▸ WRITTEN TASKS
A. Could you extract the passage of the flow control thread from "Totally agree." to "summary, Steve. Thanks!", word for word?
B. In the flow control thread, what name did Steve Crocker give to the software that had to be added to each time-shared computer's operating system?

▸ PAGE
-- Begin --
[ih] Question on Flow Control

Wed Dec 31 08:20:25 PST 2025

Totally agree.

> On Dec 31, 2025, at 11:18, Vint Cerf via Internet-history <internet-history at elists.isoc.org> wrote:
> 
> That's a very crisp summary, Steve. Thanks!
> 
> V
> 
> Please send any postal/overnight deliveries to:
> Vint Cerf
> Google, LLC
> 1900 Reston Metro Plaza, 16th Floor
> Reston, VA 20190
> +1 (571) 213 1346
> 
> 
> until further notice
> 
> 
> 
> 
> On Wed, Dec 31, 2025, 11:01 Steve Crocker via Internet-history <
> internet-history at elists.isoc.org> wrote:
> 
>> Len,
>> 
>> Thanks for mentioning me.  In the design of the Arpanet protocols flow
>> control was indeed a major concern.  However, there were some key
>> differences between designing flow control for the Arpanet and flow control
>> for the Internet.
>> 
>> The initial version of the Arpanet was designed, implemented and deployed
>> with the conviction that no messages would ever be lost.  Hence there was
>> no reason to include retransmission in the Host-Host protocol.  (For those
>> not familiar with the original nomenclature, I used Host-Host protocol as
>> the name of the abstract bitstream.  Telnet and FTP were built on top of
>> it.   I used the term Network Control Program to refer to the software that
>> had to be added to each time-shared computer's operating system to support
>> interactions between user process and the IMP.  Over time, the abbreviation
>> "NCP" became repurposed to mean Network Control Protocol as the name of the
>> Host-Host protocol.)
>> 
>> Even though we didn't expect the Arpanet to drop messages, we anticipated
>> there might be congestion in the receiving host, and thus we needed a way
>> for the receiving host to have some control over the quantity or rate of
>> data the sending host.  The resulting design, allocations of both messages
>> and bits by the receiving host reflected a best guess.  We left it to the
>> implementers, operators and future researchers to work out quantitative
>> details.  (N.B. I said "bits."  Eight bit bytes were not yet the universal
>> quantity of exchange.  This changed by the time the Internet protocols were
>> being designed.)
-- End --
▸ DATASET EXCERPT
-- Begin --
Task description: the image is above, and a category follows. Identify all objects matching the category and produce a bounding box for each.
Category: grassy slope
-- End --
▸ RESPONSES IN ORDER
A.
Totally agree.

> On Dec 31, 2025, at 11:18, Vint Cerf via Internet-history <internet-history at elists.isoc.org> wrote:
> 
> That's a very crisp summary, Steve. Thanks!

B. Network Control Program